Exercise goal: Lay out the lines from the start of the entries through the line containing "negative clicks: (332, 198)" as a JSON list of strings, one string per line, leaving out blank lines.

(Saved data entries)
***

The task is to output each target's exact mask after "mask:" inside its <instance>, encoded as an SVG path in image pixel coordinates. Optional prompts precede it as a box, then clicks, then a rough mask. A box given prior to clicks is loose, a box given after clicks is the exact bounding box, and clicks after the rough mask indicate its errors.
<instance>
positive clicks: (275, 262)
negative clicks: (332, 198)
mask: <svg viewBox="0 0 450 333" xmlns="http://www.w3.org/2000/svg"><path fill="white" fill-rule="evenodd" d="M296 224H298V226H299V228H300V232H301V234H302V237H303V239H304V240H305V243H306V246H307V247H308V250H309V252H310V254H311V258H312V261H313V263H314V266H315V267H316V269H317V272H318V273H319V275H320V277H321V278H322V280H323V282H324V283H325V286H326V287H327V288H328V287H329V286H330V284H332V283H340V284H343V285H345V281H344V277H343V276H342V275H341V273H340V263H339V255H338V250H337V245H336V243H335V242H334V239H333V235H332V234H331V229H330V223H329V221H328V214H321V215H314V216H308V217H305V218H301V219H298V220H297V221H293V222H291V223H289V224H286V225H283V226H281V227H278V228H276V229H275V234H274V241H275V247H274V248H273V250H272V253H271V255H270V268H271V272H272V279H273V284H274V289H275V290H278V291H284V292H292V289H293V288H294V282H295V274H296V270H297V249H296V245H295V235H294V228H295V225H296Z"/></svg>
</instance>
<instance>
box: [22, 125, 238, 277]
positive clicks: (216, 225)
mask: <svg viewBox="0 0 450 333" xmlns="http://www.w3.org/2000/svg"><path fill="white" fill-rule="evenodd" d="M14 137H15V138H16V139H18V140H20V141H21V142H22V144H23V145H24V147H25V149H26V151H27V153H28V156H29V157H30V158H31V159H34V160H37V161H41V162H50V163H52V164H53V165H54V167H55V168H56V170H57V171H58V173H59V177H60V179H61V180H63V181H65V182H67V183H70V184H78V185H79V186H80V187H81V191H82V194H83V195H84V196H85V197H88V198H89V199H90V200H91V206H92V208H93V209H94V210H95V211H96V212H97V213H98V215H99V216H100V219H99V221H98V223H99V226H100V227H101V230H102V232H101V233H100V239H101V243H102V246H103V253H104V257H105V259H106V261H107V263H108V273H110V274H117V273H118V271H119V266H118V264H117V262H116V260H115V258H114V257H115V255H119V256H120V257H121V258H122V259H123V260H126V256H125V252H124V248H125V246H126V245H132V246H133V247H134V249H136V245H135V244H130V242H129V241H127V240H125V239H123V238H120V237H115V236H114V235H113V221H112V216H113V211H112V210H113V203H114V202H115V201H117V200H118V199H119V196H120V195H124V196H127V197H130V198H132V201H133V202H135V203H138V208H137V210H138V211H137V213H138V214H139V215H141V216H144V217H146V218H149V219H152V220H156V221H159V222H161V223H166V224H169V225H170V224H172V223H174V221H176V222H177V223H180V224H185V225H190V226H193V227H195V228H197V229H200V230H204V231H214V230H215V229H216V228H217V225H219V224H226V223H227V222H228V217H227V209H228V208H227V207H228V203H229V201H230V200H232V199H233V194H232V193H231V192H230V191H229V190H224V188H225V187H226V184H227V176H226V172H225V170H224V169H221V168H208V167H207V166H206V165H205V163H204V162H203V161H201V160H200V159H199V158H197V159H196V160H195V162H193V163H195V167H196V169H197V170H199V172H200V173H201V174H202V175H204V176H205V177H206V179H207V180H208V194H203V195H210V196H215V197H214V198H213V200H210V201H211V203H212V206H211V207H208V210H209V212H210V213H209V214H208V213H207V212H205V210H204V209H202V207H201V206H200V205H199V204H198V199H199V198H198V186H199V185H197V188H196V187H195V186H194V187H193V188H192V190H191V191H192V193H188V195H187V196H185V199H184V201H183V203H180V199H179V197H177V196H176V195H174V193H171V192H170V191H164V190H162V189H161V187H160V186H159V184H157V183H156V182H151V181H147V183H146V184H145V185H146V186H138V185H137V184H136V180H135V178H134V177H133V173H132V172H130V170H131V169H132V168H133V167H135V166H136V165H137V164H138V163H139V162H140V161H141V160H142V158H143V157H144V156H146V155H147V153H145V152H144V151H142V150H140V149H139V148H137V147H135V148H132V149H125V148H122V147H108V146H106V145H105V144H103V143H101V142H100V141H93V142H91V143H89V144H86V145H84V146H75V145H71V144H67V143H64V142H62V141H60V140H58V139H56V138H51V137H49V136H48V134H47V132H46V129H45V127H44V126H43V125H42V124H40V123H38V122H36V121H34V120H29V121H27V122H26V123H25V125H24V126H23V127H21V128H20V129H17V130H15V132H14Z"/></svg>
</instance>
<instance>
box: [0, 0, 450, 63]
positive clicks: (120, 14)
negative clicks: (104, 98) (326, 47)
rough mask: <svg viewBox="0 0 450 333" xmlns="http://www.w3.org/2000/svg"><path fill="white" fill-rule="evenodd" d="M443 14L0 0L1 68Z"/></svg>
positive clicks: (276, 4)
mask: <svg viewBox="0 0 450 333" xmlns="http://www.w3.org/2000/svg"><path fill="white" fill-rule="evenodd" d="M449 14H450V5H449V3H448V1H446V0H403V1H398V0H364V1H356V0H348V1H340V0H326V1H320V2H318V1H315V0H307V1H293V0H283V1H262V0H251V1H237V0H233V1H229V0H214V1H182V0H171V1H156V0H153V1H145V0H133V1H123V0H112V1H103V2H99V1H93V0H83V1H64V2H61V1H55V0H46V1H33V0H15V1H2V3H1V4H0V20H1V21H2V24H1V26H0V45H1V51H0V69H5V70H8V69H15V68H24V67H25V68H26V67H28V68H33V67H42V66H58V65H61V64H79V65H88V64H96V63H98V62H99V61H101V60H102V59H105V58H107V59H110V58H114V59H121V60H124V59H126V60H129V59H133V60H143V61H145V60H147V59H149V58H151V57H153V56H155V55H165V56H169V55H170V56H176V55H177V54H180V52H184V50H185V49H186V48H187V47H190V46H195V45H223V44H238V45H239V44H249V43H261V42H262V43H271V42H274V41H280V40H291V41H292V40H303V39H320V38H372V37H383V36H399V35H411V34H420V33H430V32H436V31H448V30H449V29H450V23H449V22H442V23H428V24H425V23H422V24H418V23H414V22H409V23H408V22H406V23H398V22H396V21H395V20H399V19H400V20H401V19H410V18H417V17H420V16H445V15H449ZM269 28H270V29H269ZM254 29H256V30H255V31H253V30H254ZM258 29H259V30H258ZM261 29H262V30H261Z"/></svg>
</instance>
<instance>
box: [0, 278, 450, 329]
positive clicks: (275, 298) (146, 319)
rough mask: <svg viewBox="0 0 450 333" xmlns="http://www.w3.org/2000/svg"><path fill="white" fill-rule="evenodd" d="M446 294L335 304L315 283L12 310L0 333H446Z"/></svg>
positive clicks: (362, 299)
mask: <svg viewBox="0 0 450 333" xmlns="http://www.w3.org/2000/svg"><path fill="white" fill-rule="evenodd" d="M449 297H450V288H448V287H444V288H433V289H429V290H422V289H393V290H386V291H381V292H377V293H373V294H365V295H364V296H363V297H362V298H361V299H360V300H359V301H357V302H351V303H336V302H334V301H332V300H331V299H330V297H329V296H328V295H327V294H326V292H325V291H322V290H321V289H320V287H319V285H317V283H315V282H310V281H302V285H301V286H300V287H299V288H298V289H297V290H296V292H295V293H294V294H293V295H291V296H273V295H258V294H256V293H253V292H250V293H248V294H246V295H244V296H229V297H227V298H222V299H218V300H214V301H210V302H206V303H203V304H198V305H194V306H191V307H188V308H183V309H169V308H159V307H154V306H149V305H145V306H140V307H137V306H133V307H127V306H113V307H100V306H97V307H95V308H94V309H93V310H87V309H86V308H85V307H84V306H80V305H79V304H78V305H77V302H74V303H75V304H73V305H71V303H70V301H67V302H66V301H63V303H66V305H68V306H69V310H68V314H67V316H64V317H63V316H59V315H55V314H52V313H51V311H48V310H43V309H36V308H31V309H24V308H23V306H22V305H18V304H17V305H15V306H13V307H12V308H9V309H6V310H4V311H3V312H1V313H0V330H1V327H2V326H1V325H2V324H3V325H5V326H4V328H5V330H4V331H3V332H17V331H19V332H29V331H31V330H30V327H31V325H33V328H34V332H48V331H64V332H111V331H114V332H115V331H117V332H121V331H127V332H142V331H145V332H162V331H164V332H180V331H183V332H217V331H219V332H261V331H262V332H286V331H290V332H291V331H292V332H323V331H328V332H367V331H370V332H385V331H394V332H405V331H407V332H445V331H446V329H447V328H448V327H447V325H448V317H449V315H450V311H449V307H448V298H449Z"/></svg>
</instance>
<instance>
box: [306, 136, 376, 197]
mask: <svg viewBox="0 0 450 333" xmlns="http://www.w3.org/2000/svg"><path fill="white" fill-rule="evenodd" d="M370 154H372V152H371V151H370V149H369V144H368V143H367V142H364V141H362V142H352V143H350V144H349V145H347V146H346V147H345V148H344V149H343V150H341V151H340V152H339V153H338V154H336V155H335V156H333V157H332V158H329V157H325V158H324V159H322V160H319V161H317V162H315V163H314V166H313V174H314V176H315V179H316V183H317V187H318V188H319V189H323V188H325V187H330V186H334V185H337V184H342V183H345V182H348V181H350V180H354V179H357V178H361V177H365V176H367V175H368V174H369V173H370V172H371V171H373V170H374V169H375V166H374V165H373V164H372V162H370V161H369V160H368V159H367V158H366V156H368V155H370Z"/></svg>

***

Task answer:
[
  "The task is to output each target's exact mask after \"mask:\" inside its <instance>, encoded as an SVG path in image pixel coordinates. Optional prompts precede it as a box, then clicks, then a rough mask. A box given prior to clicks is loose, a box given after clicks is the exact bounding box, and clicks after the rough mask indicate its errors.",
  "<instance>",
  "positive clicks: (275, 262)",
  "negative clicks: (332, 198)"
]